**Given task:**
Please answer these questions about the forum thread on building restrictions in WA:
(a) What are the overall dimensions of the garage Andrew proposes?
(b) About how much did rod1949 spend on materials for his shed?
(c) What did BRADFORD add to get around the rule against owner builders putting up a freestanding structure?

# Forum More Stuff Debate & Technical Discussion  Building restrictions WA

## Andrew

Hi, 
My story and question. 
I have been trying to get a double car garage and workshop built for the last twelve months. It's a proposed freestanding structure positioned on the street side of the existing house. 6mx9m in total, wooden frame, colour bond hipped roof, blueboard cladding, rendered and painted. Contains all the norm roller door, access door and windows. Needs to be, and I want it to be, aesthetically pleasing as it will form part of the street frontage. I am not in the building industry therefore have no idea! 
As this was my first experience in building/renovating I ignorantly entered into a contract with a "builder" who could get it done cheap. Without going into detail, 12 months later I dont have a shed, down a small amount of cash, and the "builder" couldnt have left any quicker after I told him that I didnt want to deal with him anymore.  
Over this time I have become a little wiser which will hopefully help in the future and I definitely still want to build the garage.  
My basic requirement is that I would like to get the above specified garage constructed.  
One restriction against this is, as posted and discussed previously on here, it is impossible to get a registered builder in Perth to even contemplate the job as it's just not worth their time.  
Second restricting is that I cant get a tradie/unregistered builder to construct it for me due to the $20k limit 
And finally I cant go down the Owner builder route as for one the lack of required experience and two it is not allowed in the great state of WA. Unable to get an OB license for a freestanding garage as specified and confirmed by the builders registration board of WA.  
This is fine but it basically means that the only way to get it built is by paying a builder $100k for a $30k structure. Somehow the maths just dont add up.  
Has anyone else experienced this?
Are there any ideas on how to go about getting this thing built at a reasonable price or should I just put my carport back up? 
Sorry about the long post.

----------


## rod1949

Andrew, why do you want to go timber framed?  Steel framed construction by way of the walls being posts and purlins would be cheaper and last forever (not subject to termites), along with a trussed roof and colourbond cladding. 
This link  Trailer - Woodwork Forums 
will take you to some pictures in which you'll see pictures of my shed which I built several years ago its 6mx9m and 2.7m to the underside of the truss.  I fabricated/built the lot, it cost me around $9,000.00 for materials. 
I don't get the Owner Builder bit as having recently been one (in its true meaning) with building my own house, and you not being able to become one. 
Have you contacted the various shed builders here in Perth of a price to which they would arrange all approvals etc.

----------


## rod1949

Just been having a look in the Building Registration Boards site.  They have some contradictory info in there don't they.  On their Owner-Builder (OB) stat dec form is states building work valued over $20k to be carried out by a Register Builder or an OB, which means below $20k neither are required.  Then further down in the document it states an OB can build a house but can't build a shed or free standing garage or pergola or a non-habitable room that is not attached to a dwelling.  How rediculous an OB can build a habitable dwelling but can't build an non-habitable structure. 
Then in there leaflet titled "A Guide for those undertaking Home Building Work and Associated Work for Others" it indicates one can build all of the above and the dollar value starts at $7,500. 
Andrew no wonder you're confused... Goodluck

----------


## BRADFORD

About 15 yers ago I built a setup like you describe as an owner builder.
I also came up aginst the problem of not being permitted to build a freestanding structure.
This problem was overcome by adding a covered walkway from the house to the shed.
It joined the two buildings together, looked attractive, was a very practical addition and got around the rules for owner builders.

**Provided material:**
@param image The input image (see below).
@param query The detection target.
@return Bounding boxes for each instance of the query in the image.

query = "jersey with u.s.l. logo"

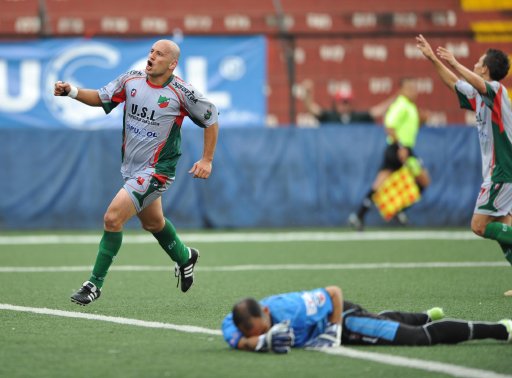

**Expected output:**
(a) 6m x 9m.
(b) Around $9,000.00.
(c) A covered walkway from the house to the shed, which joined the two buildings together.